(데이터)
━━━━

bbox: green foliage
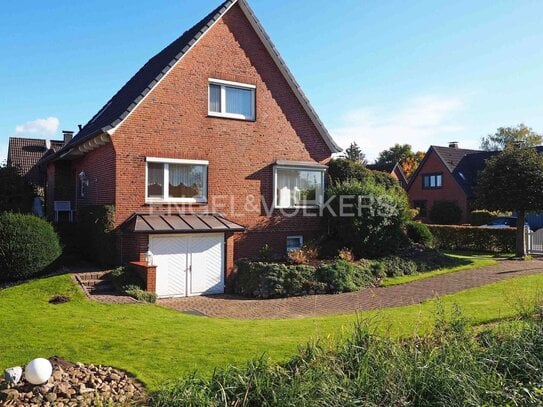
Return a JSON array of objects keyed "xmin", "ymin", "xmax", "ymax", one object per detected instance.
[
  {"xmin": 481, "ymin": 124, "xmax": 543, "ymax": 151},
  {"xmin": 0, "ymin": 165, "xmax": 36, "ymax": 213},
  {"xmin": 477, "ymin": 148, "xmax": 543, "ymax": 215},
  {"xmin": 429, "ymin": 201, "xmax": 462, "ymax": 225},
  {"xmin": 234, "ymin": 261, "xmax": 323, "ymax": 298},
  {"xmin": 375, "ymin": 144, "xmax": 415, "ymax": 165},
  {"xmin": 317, "ymin": 259, "xmax": 375, "ymax": 293},
  {"xmin": 428, "ymin": 225, "xmax": 515, "ymax": 253},
  {"xmin": 327, "ymin": 158, "xmax": 372, "ymax": 184},
  {"xmin": 469, "ymin": 209, "xmax": 512, "ymax": 226},
  {"xmin": 124, "ymin": 285, "xmax": 157, "ymax": 304},
  {"xmin": 151, "ymin": 307, "xmax": 543, "ymax": 407},
  {"xmin": 0, "ymin": 212, "xmax": 61, "ymax": 281},
  {"xmin": 324, "ymin": 180, "xmax": 409, "ymax": 258},
  {"xmin": 345, "ymin": 141, "xmax": 368, "ymax": 165},
  {"xmin": 77, "ymin": 205, "xmax": 117, "ymax": 266},
  {"xmin": 405, "ymin": 222, "xmax": 434, "ymax": 247}
]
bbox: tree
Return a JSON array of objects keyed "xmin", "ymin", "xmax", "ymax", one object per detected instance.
[
  {"xmin": 477, "ymin": 147, "xmax": 543, "ymax": 257},
  {"xmin": 375, "ymin": 144, "xmax": 414, "ymax": 165},
  {"xmin": 481, "ymin": 123, "xmax": 543, "ymax": 151},
  {"xmin": 345, "ymin": 141, "xmax": 368, "ymax": 165},
  {"xmin": 0, "ymin": 164, "xmax": 36, "ymax": 212}
]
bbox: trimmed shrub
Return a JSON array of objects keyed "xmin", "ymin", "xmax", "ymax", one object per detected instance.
[
  {"xmin": 77, "ymin": 205, "xmax": 117, "ymax": 266},
  {"xmin": 429, "ymin": 201, "xmax": 462, "ymax": 225},
  {"xmin": 405, "ymin": 222, "xmax": 434, "ymax": 247},
  {"xmin": 428, "ymin": 225, "xmax": 516, "ymax": 253},
  {"xmin": 234, "ymin": 260, "xmax": 324, "ymax": 298},
  {"xmin": 317, "ymin": 259, "xmax": 375, "ymax": 293},
  {"xmin": 469, "ymin": 209, "xmax": 512, "ymax": 226},
  {"xmin": 0, "ymin": 212, "xmax": 62, "ymax": 281},
  {"xmin": 324, "ymin": 180, "xmax": 409, "ymax": 258},
  {"xmin": 379, "ymin": 256, "xmax": 419, "ymax": 277}
]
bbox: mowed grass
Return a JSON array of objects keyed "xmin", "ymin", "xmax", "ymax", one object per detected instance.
[
  {"xmin": 381, "ymin": 253, "xmax": 497, "ymax": 287},
  {"xmin": 0, "ymin": 275, "xmax": 543, "ymax": 390}
]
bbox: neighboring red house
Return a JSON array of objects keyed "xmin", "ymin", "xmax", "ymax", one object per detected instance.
[
  {"xmin": 367, "ymin": 163, "xmax": 408, "ymax": 189},
  {"xmin": 48, "ymin": 0, "xmax": 340, "ymax": 297},
  {"xmin": 407, "ymin": 142, "xmax": 497, "ymax": 223},
  {"xmin": 7, "ymin": 135, "xmax": 68, "ymax": 188}
]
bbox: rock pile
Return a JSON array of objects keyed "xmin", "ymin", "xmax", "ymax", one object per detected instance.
[{"xmin": 0, "ymin": 357, "xmax": 147, "ymax": 407}]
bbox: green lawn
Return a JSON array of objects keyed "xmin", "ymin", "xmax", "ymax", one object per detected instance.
[
  {"xmin": 381, "ymin": 253, "xmax": 497, "ymax": 287},
  {"xmin": 0, "ymin": 275, "xmax": 543, "ymax": 389}
]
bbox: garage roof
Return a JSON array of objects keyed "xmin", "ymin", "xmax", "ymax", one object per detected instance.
[{"xmin": 123, "ymin": 213, "xmax": 245, "ymax": 233}]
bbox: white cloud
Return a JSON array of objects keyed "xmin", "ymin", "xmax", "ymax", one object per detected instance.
[
  {"xmin": 332, "ymin": 96, "xmax": 463, "ymax": 161},
  {"xmin": 14, "ymin": 117, "xmax": 60, "ymax": 136}
]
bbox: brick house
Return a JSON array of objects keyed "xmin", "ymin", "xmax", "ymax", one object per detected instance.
[
  {"xmin": 407, "ymin": 142, "xmax": 497, "ymax": 223},
  {"xmin": 47, "ymin": 0, "xmax": 340, "ymax": 297}
]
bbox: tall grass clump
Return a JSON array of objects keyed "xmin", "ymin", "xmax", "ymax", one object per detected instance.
[{"xmin": 152, "ymin": 307, "xmax": 543, "ymax": 406}]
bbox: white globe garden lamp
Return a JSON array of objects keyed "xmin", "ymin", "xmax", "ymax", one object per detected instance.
[{"xmin": 25, "ymin": 358, "xmax": 53, "ymax": 385}]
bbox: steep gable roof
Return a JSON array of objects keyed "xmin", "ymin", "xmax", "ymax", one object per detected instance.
[
  {"xmin": 7, "ymin": 137, "xmax": 64, "ymax": 185},
  {"xmin": 58, "ymin": 0, "xmax": 341, "ymax": 158}
]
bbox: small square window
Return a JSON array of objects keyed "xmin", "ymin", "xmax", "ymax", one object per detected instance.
[
  {"xmin": 287, "ymin": 236, "xmax": 304, "ymax": 252},
  {"xmin": 208, "ymin": 79, "xmax": 256, "ymax": 120}
]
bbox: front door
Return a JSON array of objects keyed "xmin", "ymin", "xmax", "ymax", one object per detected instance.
[{"xmin": 149, "ymin": 234, "xmax": 224, "ymax": 297}]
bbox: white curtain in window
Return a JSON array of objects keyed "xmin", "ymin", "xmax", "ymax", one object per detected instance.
[
  {"xmin": 209, "ymin": 85, "xmax": 221, "ymax": 113},
  {"xmin": 276, "ymin": 169, "xmax": 322, "ymax": 207},
  {"xmin": 169, "ymin": 164, "xmax": 205, "ymax": 198},
  {"xmin": 225, "ymin": 86, "xmax": 253, "ymax": 117},
  {"xmin": 147, "ymin": 163, "xmax": 164, "ymax": 198}
]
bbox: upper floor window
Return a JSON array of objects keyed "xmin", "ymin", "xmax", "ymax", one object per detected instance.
[
  {"xmin": 208, "ymin": 79, "xmax": 256, "ymax": 120},
  {"xmin": 274, "ymin": 166, "xmax": 324, "ymax": 208},
  {"xmin": 145, "ymin": 157, "xmax": 208, "ymax": 202},
  {"xmin": 422, "ymin": 174, "xmax": 443, "ymax": 189}
]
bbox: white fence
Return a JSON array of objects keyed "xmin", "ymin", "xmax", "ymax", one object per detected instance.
[{"xmin": 526, "ymin": 229, "xmax": 543, "ymax": 254}]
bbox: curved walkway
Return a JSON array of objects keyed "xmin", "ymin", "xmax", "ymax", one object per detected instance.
[{"xmin": 158, "ymin": 260, "xmax": 543, "ymax": 319}]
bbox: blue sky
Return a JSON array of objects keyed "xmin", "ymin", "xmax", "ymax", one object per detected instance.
[{"xmin": 0, "ymin": 0, "xmax": 543, "ymax": 160}]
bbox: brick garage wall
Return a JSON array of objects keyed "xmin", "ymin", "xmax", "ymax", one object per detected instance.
[
  {"xmin": 112, "ymin": 5, "xmax": 331, "ymax": 260},
  {"xmin": 407, "ymin": 151, "xmax": 469, "ymax": 223}
]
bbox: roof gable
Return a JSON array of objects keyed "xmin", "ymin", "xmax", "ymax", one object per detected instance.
[{"xmin": 61, "ymin": 0, "xmax": 341, "ymax": 156}]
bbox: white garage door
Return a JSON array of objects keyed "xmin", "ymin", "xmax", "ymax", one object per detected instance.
[{"xmin": 149, "ymin": 233, "xmax": 224, "ymax": 297}]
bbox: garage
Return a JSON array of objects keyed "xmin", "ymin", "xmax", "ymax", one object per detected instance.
[
  {"xmin": 123, "ymin": 213, "xmax": 245, "ymax": 298},
  {"xmin": 149, "ymin": 233, "xmax": 224, "ymax": 297}
]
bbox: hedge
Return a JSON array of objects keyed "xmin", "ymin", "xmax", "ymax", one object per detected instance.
[
  {"xmin": 0, "ymin": 212, "xmax": 62, "ymax": 281},
  {"xmin": 428, "ymin": 225, "xmax": 516, "ymax": 253}
]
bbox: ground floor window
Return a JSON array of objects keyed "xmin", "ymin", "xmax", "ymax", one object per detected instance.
[{"xmin": 287, "ymin": 236, "xmax": 304, "ymax": 252}]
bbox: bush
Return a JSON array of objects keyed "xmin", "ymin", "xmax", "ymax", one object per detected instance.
[
  {"xmin": 77, "ymin": 205, "xmax": 117, "ymax": 266},
  {"xmin": 0, "ymin": 212, "xmax": 61, "ymax": 281},
  {"xmin": 405, "ymin": 222, "xmax": 434, "ymax": 247},
  {"xmin": 429, "ymin": 201, "xmax": 462, "ymax": 225},
  {"xmin": 124, "ymin": 285, "xmax": 157, "ymax": 304},
  {"xmin": 317, "ymin": 259, "xmax": 375, "ymax": 293},
  {"xmin": 324, "ymin": 180, "xmax": 409, "ymax": 258},
  {"xmin": 469, "ymin": 209, "xmax": 511, "ymax": 226},
  {"xmin": 428, "ymin": 225, "xmax": 516, "ymax": 253},
  {"xmin": 150, "ymin": 314, "xmax": 543, "ymax": 407},
  {"xmin": 379, "ymin": 256, "xmax": 419, "ymax": 277},
  {"xmin": 234, "ymin": 260, "xmax": 324, "ymax": 298}
]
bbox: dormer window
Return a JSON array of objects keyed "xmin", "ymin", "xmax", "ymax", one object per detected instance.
[{"xmin": 208, "ymin": 79, "xmax": 256, "ymax": 120}]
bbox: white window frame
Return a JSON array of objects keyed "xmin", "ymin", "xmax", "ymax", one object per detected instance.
[
  {"xmin": 273, "ymin": 165, "xmax": 326, "ymax": 209},
  {"xmin": 145, "ymin": 157, "xmax": 209, "ymax": 203},
  {"xmin": 207, "ymin": 78, "xmax": 256, "ymax": 121},
  {"xmin": 285, "ymin": 235, "xmax": 304, "ymax": 252}
]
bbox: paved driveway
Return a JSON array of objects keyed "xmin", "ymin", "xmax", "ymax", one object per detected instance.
[{"xmin": 158, "ymin": 260, "xmax": 543, "ymax": 319}]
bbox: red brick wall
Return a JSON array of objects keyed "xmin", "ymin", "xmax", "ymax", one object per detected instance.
[
  {"xmin": 72, "ymin": 143, "xmax": 115, "ymax": 208},
  {"xmin": 112, "ymin": 5, "xmax": 331, "ymax": 260},
  {"xmin": 407, "ymin": 151, "xmax": 469, "ymax": 223}
]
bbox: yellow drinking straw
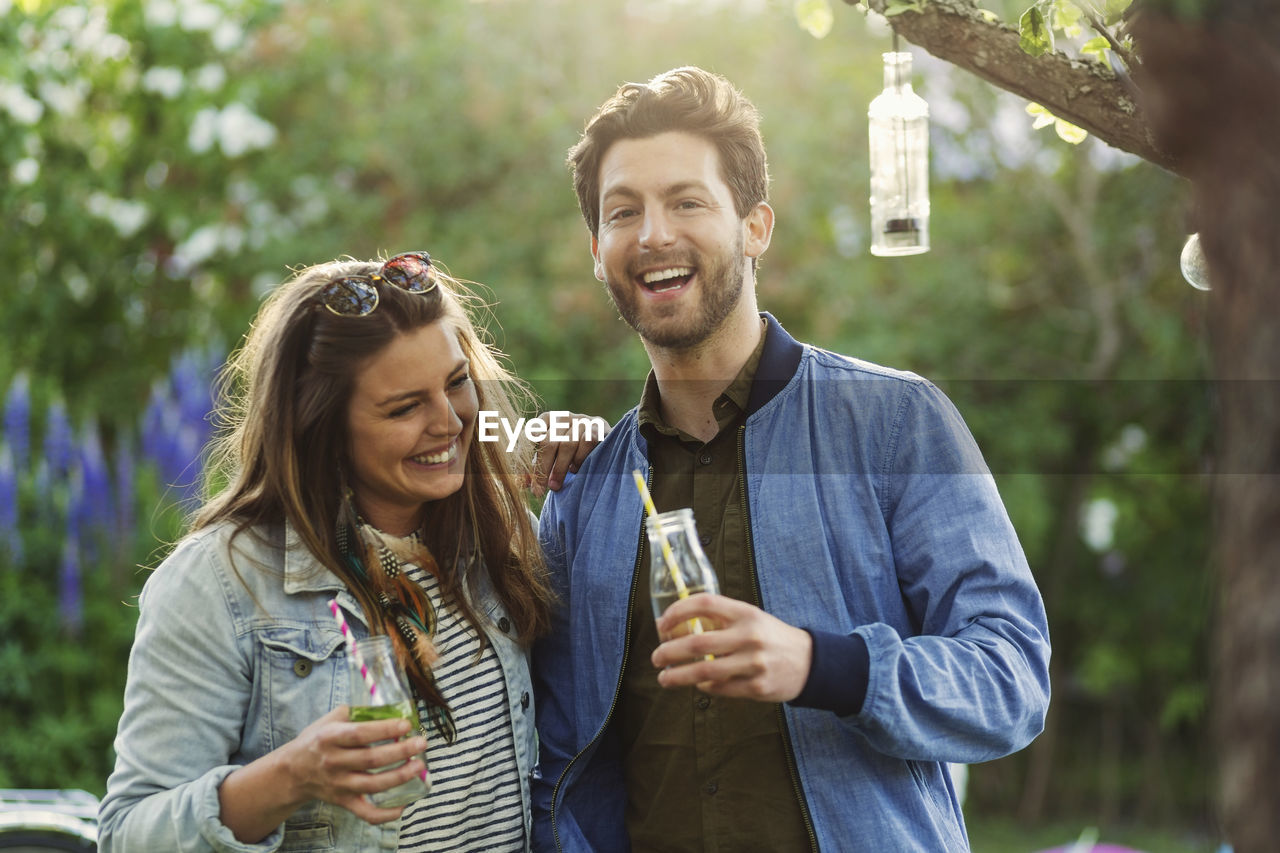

━━━━

위 항목 중 "grass" 문자열이 들어 있는 줄을 모두 나열하세요. 대소문자를 구분합니다.

bbox: mowed grass
bbox: tall grass clump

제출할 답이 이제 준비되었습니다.